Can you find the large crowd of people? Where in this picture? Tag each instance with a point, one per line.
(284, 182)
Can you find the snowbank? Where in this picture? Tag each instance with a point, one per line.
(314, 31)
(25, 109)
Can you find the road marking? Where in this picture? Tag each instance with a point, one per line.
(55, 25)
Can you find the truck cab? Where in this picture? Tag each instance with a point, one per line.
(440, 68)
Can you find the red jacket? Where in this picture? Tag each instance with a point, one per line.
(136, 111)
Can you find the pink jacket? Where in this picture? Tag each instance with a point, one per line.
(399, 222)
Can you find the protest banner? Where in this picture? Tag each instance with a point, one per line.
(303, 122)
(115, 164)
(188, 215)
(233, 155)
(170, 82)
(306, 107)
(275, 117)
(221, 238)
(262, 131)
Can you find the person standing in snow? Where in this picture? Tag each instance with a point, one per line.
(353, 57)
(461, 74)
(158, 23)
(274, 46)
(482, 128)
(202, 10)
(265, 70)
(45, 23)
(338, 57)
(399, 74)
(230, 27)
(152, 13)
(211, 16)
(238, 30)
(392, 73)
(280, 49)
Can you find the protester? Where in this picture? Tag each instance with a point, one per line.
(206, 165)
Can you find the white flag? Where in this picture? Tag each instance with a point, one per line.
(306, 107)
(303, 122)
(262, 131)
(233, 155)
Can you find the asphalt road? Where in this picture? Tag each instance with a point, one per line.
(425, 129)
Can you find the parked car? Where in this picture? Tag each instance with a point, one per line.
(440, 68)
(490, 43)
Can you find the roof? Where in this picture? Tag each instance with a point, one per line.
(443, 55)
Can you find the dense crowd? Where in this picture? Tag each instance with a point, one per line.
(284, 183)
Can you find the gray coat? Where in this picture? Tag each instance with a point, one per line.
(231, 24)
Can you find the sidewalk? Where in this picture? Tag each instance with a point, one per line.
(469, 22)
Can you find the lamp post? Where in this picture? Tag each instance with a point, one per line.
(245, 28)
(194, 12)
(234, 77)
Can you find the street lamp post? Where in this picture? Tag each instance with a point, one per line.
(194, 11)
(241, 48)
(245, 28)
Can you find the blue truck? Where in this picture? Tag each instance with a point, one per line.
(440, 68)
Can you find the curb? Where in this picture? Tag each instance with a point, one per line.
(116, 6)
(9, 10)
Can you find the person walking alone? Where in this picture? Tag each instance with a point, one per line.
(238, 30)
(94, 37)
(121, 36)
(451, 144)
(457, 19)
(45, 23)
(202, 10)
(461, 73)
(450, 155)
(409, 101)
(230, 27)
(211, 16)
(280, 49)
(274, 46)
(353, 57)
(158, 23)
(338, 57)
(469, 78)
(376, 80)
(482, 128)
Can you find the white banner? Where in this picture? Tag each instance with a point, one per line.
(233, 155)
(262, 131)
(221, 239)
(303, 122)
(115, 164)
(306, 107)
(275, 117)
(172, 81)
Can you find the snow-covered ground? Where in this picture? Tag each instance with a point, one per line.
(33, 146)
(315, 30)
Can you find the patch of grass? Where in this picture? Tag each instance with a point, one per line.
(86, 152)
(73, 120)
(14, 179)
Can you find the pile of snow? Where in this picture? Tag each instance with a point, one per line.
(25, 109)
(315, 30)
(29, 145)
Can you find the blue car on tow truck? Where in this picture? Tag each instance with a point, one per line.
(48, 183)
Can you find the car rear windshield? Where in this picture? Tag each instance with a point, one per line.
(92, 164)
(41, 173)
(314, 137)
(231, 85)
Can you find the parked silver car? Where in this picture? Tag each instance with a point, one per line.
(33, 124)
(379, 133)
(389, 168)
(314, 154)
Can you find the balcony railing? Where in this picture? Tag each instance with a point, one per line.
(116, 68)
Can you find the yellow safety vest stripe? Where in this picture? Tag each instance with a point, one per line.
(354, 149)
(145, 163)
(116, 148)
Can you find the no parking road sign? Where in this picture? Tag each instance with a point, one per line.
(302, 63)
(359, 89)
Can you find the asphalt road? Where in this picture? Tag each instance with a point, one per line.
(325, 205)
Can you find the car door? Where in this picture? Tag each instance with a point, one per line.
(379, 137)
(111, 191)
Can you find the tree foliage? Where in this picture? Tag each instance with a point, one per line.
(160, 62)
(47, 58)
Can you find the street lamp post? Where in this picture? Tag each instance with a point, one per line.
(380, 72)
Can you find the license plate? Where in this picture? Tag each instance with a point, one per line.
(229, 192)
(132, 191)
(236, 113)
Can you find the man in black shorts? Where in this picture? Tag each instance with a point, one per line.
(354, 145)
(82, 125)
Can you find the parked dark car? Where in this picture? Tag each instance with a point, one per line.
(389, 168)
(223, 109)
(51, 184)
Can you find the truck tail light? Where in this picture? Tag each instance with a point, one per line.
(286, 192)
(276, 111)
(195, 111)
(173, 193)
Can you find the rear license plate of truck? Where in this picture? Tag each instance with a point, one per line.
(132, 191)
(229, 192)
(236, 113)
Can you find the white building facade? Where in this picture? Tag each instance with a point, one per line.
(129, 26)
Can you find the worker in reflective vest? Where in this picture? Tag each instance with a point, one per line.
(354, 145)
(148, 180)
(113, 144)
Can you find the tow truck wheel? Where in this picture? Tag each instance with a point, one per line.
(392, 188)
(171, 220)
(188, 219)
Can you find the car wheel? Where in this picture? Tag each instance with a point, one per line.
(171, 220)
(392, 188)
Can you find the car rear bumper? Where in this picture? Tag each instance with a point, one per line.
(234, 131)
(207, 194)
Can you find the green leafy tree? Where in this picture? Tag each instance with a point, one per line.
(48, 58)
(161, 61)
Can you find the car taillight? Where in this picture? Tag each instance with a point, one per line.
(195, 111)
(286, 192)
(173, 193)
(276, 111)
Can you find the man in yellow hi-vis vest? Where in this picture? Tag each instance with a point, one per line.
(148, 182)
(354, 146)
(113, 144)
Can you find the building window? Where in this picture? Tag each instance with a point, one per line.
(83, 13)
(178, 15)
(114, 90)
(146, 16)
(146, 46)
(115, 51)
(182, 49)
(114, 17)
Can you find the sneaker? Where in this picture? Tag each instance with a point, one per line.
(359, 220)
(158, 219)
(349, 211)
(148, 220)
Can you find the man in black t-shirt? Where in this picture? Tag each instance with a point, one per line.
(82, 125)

#### [DIRECTION]
Could you reproduce every line of the listing above, swapping "one per line" for "one on each line" wherever it occurs and leaving everything else untouched?

#### [ANSWER BELOW]
Can you find the large crowd of people? Where in this picture? Tag each instance with a point, one on each line.
(284, 182)
Can you find the snowbank? Where in this picture? Tag each instance with a point, one on each line.
(314, 31)
(25, 109)
Can you find the road marking? Where in this picture? Tag each instance with a point, one on each line.
(55, 25)
Can you find the truck cab? Where in this picture? Tag each instance with a point, one on each line.
(440, 68)
Can you find the red jacket? Where in this picture? Tag each instance with a point, one on each line.
(136, 111)
Can you find the pink jacket? Where in this picture? Tag each instance with a point, one on each line.
(399, 222)
Can you find the protest banner? Where in this picture? Tag each instance with a point, one on each line.
(303, 122)
(115, 164)
(188, 215)
(233, 155)
(170, 82)
(306, 107)
(275, 117)
(221, 238)
(262, 131)
Can you find the person standing in snow? Where in this picture? Tag each instance with a point, one on each line.
(353, 57)
(461, 74)
(158, 23)
(274, 46)
(482, 128)
(202, 10)
(265, 70)
(45, 23)
(338, 57)
(399, 74)
(230, 27)
(152, 13)
(211, 16)
(238, 30)
(392, 73)
(280, 49)
Can you find the protester? Where in this picture? Tag each instance with a point, one on each line.
(206, 165)
Can you find the white flag? Where in this picture? Tag each instance with a point, one on each line.
(306, 107)
(303, 122)
(262, 131)
(233, 155)
Can you find the asphalt road? Where in this picture? Tag each instance with a point, one on each line.
(425, 129)
Can you find the parked car? Where in this picture? Tag each instance with a point, one on each line.
(440, 68)
(490, 43)
Can you find the roof? Where in this picture? Tag each instance with a point, one on each line.
(443, 55)
Can you find the dense crowd? Where in this picture? Tag each instance with a point, one on each line.
(284, 183)
Can you find the gray coat? Where in this picture? Tag each instance with a point, one on each line.
(231, 24)
Can you find the sidewalk? Where in this picture? Tag each instance with a point, one on each line.
(469, 22)
Can you find the lamp post? Where in this picture? Tag each instance with a point, one on each line.
(245, 28)
(194, 12)
(234, 77)
Can you find the street lamp post? Where in this picture? Tag each instance with a point, one on each line.
(194, 11)
(241, 48)
(245, 28)
Can you find the blue truck? Where in this picture? Tag each instance with a point, one on each line.
(440, 68)
Can you find the curb? Where in this picture? Tag each instance with a point, one on each line.
(116, 6)
(9, 10)
Can you find the person walking alone? Where in this picture? Tag each instance with a point, one on each line.
(238, 30)
(94, 37)
(121, 36)
(451, 144)
(457, 19)
(45, 23)
(202, 10)
(461, 73)
(450, 155)
(409, 101)
(230, 27)
(211, 16)
(280, 49)
(274, 46)
(353, 57)
(158, 23)
(338, 57)
(469, 78)
(376, 80)
(482, 128)
Can you find the white banner? Where in this picture? Tag each instance with a point, one on each line.
(233, 155)
(262, 131)
(221, 239)
(303, 122)
(115, 164)
(306, 107)
(275, 117)
(172, 81)
Can you find the snow-covered ground? Where in this picture? Tag each instance with a point, one on each line.
(33, 146)
(315, 30)
Can you find the patch of grass? Where in this picture? Tag each instance with a point, one on each line.
(86, 152)
(73, 120)
(14, 179)
Can you find the pile of snow? Where in this picture? Tag each instance with a point, one on each line.
(25, 109)
(315, 30)
(29, 145)
Can you find the blue car on tow truck? Where in this picture? Tag each instance with a point, one on each line.
(48, 183)
Can you find the car rear windshield? Where in this picture? Tag each instance with a point, one on each line.
(92, 164)
(41, 173)
(314, 137)
(231, 85)
Can you find the parked silver car? Where in this picture? Tag each instance with a point, one on each line.
(33, 124)
(379, 133)
(389, 168)
(314, 154)
Can you find the balcony railing? Where in this picture? Tag each instance with a point, one on each line.
(116, 68)
Can you find the yellow safety vest stripe? Where in this picture? Tag each instance with a point, one on each line.
(354, 149)
(145, 163)
(116, 148)
Can you find the no parking road sign? Where in this picture? Tag each instance with a point, one on each line.
(302, 63)
(359, 89)
Can you find the asphalt road? Where in this picture? Tag each instance with a point, one on each line.
(325, 205)
Can you find the car door? Where in this picture? Tag each instance with a point, one on each line.
(379, 137)
(111, 191)
Can you find the tree foliage? Where in this picture? Tag each instance with a point, one on each line.
(160, 62)
(47, 58)
Can you find the street lamp post? Where in this picture? Tag each instance with a point, one on each line.
(380, 72)
Can you find the license plate? Where in this picture? Tag each instance with a point, one on each line.
(229, 192)
(132, 191)
(236, 113)
Can you find the man in black shorts? Where in this picture? Tag each instance with a point, one on each line.
(354, 145)
(82, 125)
Can you find the parked dark car? Where in this picture? Tag each instance with a point, one on each line.
(389, 168)
(223, 109)
(51, 184)
Can you find the truck tail light? Where in this picture? Tag each instance with a point, one on each line.
(286, 192)
(276, 111)
(195, 111)
(173, 193)
Can you find the rear license plate of truck? Where in this picture? Tag each instance with a point, one on each line.
(132, 191)
(229, 192)
(236, 113)
Can you find the white building facade? Where in this picture? Tag each instance with a point, one on each line.
(129, 26)
Can you find the worker in reflective vest? Where in this picture? Tag each instance with a point, one on each line.
(354, 145)
(148, 180)
(113, 144)
Can you find the tow truck wheel? Where in this picture? Tag each instance with a point, one on each line.
(392, 188)
(171, 220)
(188, 219)
Can you find the car wheel? Where in this picture? Tag each instance with a point, one on each line.
(171, 220)
(392, 188)
Can you find the car rear bumper? Where in this picture? Tag each instance with a point, one on each line.
(234, 131)
(207, 194)
Can you find the green leafy tree? Where in this picture? Tag each instance with a point, one on each line.
(48, 58)
(161, 61)
Can you find the car taillight? Where in this picture? Tag each instance with a point, one on each line.
(195, 111)
(286, 192)
(173, 193)
(276, 111)
Can you find the man in yellow hi-vis vest? Where in this picture? Tag each instance with a point, one on each line.
(148, 182)
(354, 146)
(113, 144)
Can you find the building window? Where in this picture? Tag each instance with a point, one on each line.
(83, 13)
(178, 15)
(114, 90)
(146, 16)
(146, 46)
(115, 51)
(182, 49)
(114, 17)
Can you find the sneaker? Where in this picture? Tag each instance with a point, one on each line.
(359, 220)
(158, 219)
(349, 211)
(148, 220)
Can you find the man in black t-shirt? Where in this picture? Tag each instance with a point, one on each line.
(82, 125)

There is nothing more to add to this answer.